Excerpt:
Sept 2024 US CPI headline & core month-over-month (2014 – present)

Headline CPI rose 2.4 percent, beating forecasts for a 2.3 percent rise. Year-over-year core CPI rose higher than expected as well, with the September 2023 to September 2024 rise coming in at 3.3 percent versus the forecast 3.4 percent.
Sept 2024 US CPI headline & core year-over-year (2014 – present)

The 2.4 percent increase in the year-over-year headline number is the smallest annual increase since February 2021. Excluding food and energy, the CPI rose 3.3 percent. Both, however, were 0.1 percent higher than surveys expected.

Work to complete: Reproduce verbatim the portion of the excerpt on September 2024 consumer prices from "Headline CPI rose" to "forecast 3.4 percent.".

Extracted entries:
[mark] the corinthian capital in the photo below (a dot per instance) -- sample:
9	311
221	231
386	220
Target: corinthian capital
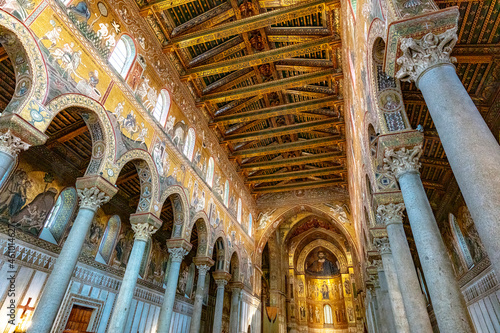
402	161
92	198
11	144
177	253
382	244
390	213
143	231
420	55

Completed task:
Headline CPI rose 2.4 percent, beating forecasts for a 2.3 percent rise. Year-over-year core CPI rose higher than expected as well, with the September 2023 to September 2024 rise coming in at 3.3 percent versus the forecast 3.4 percent.